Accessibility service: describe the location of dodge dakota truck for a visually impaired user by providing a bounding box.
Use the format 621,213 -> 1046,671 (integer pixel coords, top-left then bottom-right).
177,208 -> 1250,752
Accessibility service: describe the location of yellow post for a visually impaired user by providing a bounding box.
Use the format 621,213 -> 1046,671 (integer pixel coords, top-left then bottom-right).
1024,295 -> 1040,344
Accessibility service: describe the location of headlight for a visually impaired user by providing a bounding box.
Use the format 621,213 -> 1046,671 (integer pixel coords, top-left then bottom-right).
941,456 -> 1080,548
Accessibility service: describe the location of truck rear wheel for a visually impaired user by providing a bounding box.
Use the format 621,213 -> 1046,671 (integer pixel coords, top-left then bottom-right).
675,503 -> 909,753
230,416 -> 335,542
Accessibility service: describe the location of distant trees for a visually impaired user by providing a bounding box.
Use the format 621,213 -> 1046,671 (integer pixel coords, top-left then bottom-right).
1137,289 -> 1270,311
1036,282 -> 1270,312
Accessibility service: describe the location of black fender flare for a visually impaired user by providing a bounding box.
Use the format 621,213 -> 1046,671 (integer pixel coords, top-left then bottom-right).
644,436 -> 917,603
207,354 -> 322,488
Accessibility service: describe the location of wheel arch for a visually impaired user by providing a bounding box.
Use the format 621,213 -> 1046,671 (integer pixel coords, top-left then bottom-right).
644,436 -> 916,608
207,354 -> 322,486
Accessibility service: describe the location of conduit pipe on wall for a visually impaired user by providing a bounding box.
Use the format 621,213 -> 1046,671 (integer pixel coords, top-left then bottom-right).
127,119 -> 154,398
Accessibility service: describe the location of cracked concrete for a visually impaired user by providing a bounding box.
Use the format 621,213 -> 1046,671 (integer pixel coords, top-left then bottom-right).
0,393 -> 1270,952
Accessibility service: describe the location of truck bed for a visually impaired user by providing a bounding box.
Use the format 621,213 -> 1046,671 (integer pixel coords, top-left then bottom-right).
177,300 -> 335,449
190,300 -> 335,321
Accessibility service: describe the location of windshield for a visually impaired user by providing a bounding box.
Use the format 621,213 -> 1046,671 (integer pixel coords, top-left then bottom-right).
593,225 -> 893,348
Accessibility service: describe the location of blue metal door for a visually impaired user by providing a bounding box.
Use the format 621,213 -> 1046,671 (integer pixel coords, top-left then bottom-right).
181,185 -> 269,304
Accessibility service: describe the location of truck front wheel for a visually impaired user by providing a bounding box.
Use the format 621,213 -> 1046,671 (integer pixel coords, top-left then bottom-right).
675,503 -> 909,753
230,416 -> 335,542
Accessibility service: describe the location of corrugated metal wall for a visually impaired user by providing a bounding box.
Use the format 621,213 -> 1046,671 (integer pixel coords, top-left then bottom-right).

# # # # #

任务要求. 把上面的全部数据逐行照原样打印出来，不得改动任何字符。

练习输出.
Accessibility service: describe the location of dodge dakota truck for a visually impaired user by providing a bounding box.
Use the format 621,213 -> 1046,671 (integer pixel coords, top-left then bottom-right).
177,208 -> 1250,752
Accessibility service: describe the location of yellow post for a visually impaired user by providing a bounding box.
Use the format 621,213 -> 1046,671 (integer pixel coords, top-left then bottom-right).
1024,295 -> 1040,344
Accessibility service: describe the location of headlight for a visually impaired user by providing a bounding box.
Use the format 621,213 -> 1046,671 (integer pixel coords, top-left then bottom-right).
941,456 -> 1080,548
Accessibility service: describe the location of truck rear wheel for a visually impaired user by providing a bounding box.
Use the format 621,213 -> 1046,671 (integer pixel coords, top-left then bottom-right).
675,503 -> 909,753
230,416 -> 335,542
Accessibility service: describe the location of distant trees for a visually impaired user by providing a bounding box.
Use the format 621,213 -> 1046,671 (integer pixel coords, top-left then bottom-right).
1137,289 -> 1270,311
1036,282 -> 1270,312
Accessibility service: describe the location of black fender flare for a visually impaired user by providing a bounding box.
Use the format 621,213 -> 1046,671 (integer pixel coords, top-left then bottom-right).
644,436 -> 917,603
207,354 -> 322,488
Accessibility service: describe the location of wheel arch for a visually impaired user by providing a bounding box.
Use the format 621,213 -> 1046,671 (integer pixel coords, top-left then bottom-right).
644,436 -> 916,608
207,354 -> 322,486
Accessibility service: describe the location of conduit pipe on wall for a visually impaired user by providing a bounding box.
Use the format 621,213 -> 1046,671 (integer pixel coords, top-left then bottom-right).
127,119 -> 154,398
Accessibility service: describe the location of cracked concrete for a visually impaired user by providing a bounding box.
Use the format 621,213 -> 1046,671 (integer pixel coords, top-left then bottom-right).
0,393 -> 1270,952
Accessibility service: describe the location of truck bed for a visually impaired user by providing a bounding box.
Use the format 621,213 -> 1046,671 (integer pixel coords, top-left then bottom-right).
177,300 -> 335,449
190,300 -> 335,321
Accessibility service: describe the location of windshield for a visually impaired user by providing a bounding box.
Use the format 621,213 -> 1046,671 (integer pixel coords, top-left then bottom-right).
593,225 -> 893,348
Accessibility service: describe the location of blue metal door for a visually impaired user by providing a bounding box.
Use the format 621,213 -> 1046,671 (integer pixel coords, top-left then bottom-right).
181,185 -> 269,304
Accessibility service: describe the location of truck front wheel for a visually impaired user by providing a bounding box.
Use the format 621,213 -> 1046,671 (integer pixel coords, top-left then bottom-right).
675,503 -> 909,753
230,416 -> 335,542
Accessibility service: describe the location of corrugated metal wall for a visually impaired user by providing a bounding box.
Use the format 621,213 -> 1046,671 (integer pixel coords, top-left then bottom-right).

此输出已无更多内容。